• Task item:
Reproduce the entries below in full and without error.

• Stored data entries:

━━━━━━━━━━━━━━━━━━━━

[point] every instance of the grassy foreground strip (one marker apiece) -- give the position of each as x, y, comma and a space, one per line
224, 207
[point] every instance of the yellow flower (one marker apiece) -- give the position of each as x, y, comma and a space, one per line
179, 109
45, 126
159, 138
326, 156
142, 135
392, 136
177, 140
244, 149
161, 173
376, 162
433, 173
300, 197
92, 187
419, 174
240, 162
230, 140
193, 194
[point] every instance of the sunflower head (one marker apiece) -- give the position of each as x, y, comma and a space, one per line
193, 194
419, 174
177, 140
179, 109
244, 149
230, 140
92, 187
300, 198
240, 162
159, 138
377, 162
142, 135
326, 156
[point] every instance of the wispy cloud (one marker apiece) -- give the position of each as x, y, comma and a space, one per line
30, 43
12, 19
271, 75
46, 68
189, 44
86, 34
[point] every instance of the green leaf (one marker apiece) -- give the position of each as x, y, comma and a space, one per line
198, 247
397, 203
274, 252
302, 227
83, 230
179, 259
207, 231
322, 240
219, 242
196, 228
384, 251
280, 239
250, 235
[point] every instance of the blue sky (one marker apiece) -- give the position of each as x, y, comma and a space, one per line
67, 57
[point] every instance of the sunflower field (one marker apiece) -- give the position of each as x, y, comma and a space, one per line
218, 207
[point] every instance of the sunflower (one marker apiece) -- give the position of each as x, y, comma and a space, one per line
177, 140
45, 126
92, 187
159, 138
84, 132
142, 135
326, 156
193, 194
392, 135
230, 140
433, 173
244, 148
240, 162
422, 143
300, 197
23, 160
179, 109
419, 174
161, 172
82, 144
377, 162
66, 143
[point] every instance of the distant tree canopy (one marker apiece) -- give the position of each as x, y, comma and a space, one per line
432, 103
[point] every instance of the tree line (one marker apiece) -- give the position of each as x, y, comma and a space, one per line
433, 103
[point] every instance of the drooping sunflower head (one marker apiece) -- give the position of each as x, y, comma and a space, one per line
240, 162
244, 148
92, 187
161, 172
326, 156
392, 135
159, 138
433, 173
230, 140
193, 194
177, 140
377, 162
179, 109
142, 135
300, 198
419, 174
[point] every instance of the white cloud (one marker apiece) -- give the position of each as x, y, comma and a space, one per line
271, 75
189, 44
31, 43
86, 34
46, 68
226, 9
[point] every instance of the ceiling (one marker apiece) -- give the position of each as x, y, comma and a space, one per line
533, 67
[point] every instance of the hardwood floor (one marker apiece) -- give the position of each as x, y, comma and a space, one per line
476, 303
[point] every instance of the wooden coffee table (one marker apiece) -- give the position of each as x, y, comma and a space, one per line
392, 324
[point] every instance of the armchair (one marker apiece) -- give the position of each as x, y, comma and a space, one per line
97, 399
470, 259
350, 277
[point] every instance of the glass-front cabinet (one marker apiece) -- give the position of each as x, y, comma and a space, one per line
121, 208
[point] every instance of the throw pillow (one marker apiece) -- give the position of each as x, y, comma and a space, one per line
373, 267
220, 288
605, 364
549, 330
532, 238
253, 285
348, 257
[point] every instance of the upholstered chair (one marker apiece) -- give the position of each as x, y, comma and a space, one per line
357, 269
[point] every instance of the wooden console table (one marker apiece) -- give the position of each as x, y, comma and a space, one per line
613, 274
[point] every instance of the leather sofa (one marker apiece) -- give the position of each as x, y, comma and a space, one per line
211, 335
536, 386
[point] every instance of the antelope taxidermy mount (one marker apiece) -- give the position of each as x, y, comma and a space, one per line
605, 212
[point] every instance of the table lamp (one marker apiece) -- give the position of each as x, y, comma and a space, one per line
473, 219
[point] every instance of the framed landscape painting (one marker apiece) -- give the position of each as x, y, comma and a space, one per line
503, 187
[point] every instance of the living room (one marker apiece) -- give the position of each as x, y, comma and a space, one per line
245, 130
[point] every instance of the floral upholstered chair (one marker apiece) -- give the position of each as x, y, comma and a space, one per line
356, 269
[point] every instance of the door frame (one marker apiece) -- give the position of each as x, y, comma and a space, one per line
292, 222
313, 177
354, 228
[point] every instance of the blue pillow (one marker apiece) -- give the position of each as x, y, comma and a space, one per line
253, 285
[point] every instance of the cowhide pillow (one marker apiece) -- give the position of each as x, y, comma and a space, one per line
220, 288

━━━━━━━━━━━━━━━━━━━━

• Exercise response:
[point] every instance of the grassy foreground strip (one marker apiece) -- give the position of each as x, y, comma and a space, one per line
224, 207
[point] every instance of the yellow flower (one marker apiece) -- give the position of each as x, y, comma and a space, one per line
179, 109
45, 126
159, 138
326, 156
142, 135
392, 136
177, 140
244, 149
161, 173
376, 162
433, 173
300, 197
92, 187
419, 174
240, 162
230, 140
193, 194
[point] every instance of the sunflower head (one marker apiece) -- give the position of each as x, y, comma and a space, one per line
193, 194
419, 174
177, 140
179, 109
244, 149
230, 140
92, 187
300, 198
240, 162
159, 138
377, 162
142, 135
326, 156
[point] every instance of the wispy cloud (one marker apiece) -- give the position of each as x, y, comma and a space, one per line
30, 43
12, 19
271, 75
46, 68
189, 44
86, 34
[point] every instance of the green leaf (one marker apiece) -- give the position of each as x, y, comma and a space, one per line
198, 247
397, 203
274, 252
302, 227
83, 230
179, 259
207, 231
322, 240
219, 242
196, 228
384, 251
280, 239
250, 235
[point] every instance of the blue sky (one marker apiece) -- give the position of each as x, y, comma and a space, one per line
67, 57
[point] every instance of the sunflower field (one marker apiece) -- give the position of each as x, y, comma and a space, one per line
218, 207
[point] every instance of the sunflower (one marker apiece) -- give the position of each as x, y, comma and a space, one per line
177, 140
45, 126
92, 187
159, 138
84, 132
142, 135
326, 156
193, 194
392, 135
230, 140
433, 173
244, 148
240, 162
422, 143
300, 197
23, 160
179, 109
419, 174
161, 172
82, 144
377, 162
66, 143
[point] every instance of the distant tree canopy (one marker apiece) -- give the position of each as x, y, comma and a space, one per line
432, 103
[point] every instance of the tree line (one marker apiece) -- give the position of each as x, y, comma and a space, one per line
433, 103
[point] every instance of the drooping sunflower head (one marker apiece) -- give the position of each as x, y, comma and a space, one per line
240, 162
244, 148
92, 187
161, 172
326, 156
392, 135
159, 138
433, 173
230, 140
193, 194
177, 140
377, 162
179, 109
142, 135
300, 198
419, 174
[point] every instance of the white cloud (one marker apiece) -- give the position of each as x, y, comma and a space, one per line
271, 75
189, 44
31, 43
86, 34
46, 68
226, 9
[point] every instance of the ceiling (one marker apiece) -- give the position of each as x, y, comma and a space, one per line
533, 67
[point] every instance of the hardwood floor (one marker apiece) -- give the position of each as x, y, comma and a space, one per line
476, 303
[point] every instance of the wooden coffee table (one marker apiece) -- give the position of each as x, y, comma and a space, one per line
392, 324
[point] every instance of the armchair (one marker apiece) -- give the position of each as x, y, comma and a space, one per line
97, 399
470, 259
350, 277
[point] every instance of the glass-front cabinet (one marker apiece) -- give the position of each as x, y, comma and a space, one per line
121, 208
[point] every instance of the throw pillow (one marker apiece) -- give the position of each as x, y, comma and a space, one per line
373, 267
220, 288
605, 364
549, 330
532, 238
253, 285
348, 257
[point] every instance of the upholstered chair (one marker apiece) -- give the position of each as x, y, comma and a space, one per line
357, 269
[point] every instance of the wooden console table (one marker apiece) -- give the position of each as x, y, comma and a space, one per line
613, 274
[point] every instance of the leather sofa (one marker apiece) -- give the position of each as x, y, comma and a space, one per line
211, 335
536, 386
[point] every instance of the antelope taxidermy mount (one marker apiece) -- give the position of each as x, y, comma and a space, one per line
605, 212
[point] every instance of the table lamp (one marker apiece) -- give the position of each as x, y, comma and a space, one per line
473, 219
[point] every instance of the framed landscape painting (one marker apiece) -- give the position of each as x, y, comma and a space, one per line
503, 187
[point] every instance of the living room (one marker apiece) -- give the position of each as x, y, comma and a space, one per line
245, 130
[point] every instance of the floral upholstered chair (one marker apiece) -- give the position of each as x, y, comma and a space, one per line
356, 269
[point] every instance of the door frame (one marker apiece) -- give the position of each as x, y, comma and a space, one per line
292, 222
313, 177
354, 228
[point] every instance of the blue pillow (one marker apiece) -- give the position of each as x, y, comma and a space, one per line
253, 285
[point] every instance of the cowhide pillow (one marker apiece) -- give the position of each as x, y, comma and a space, one per line
220, 288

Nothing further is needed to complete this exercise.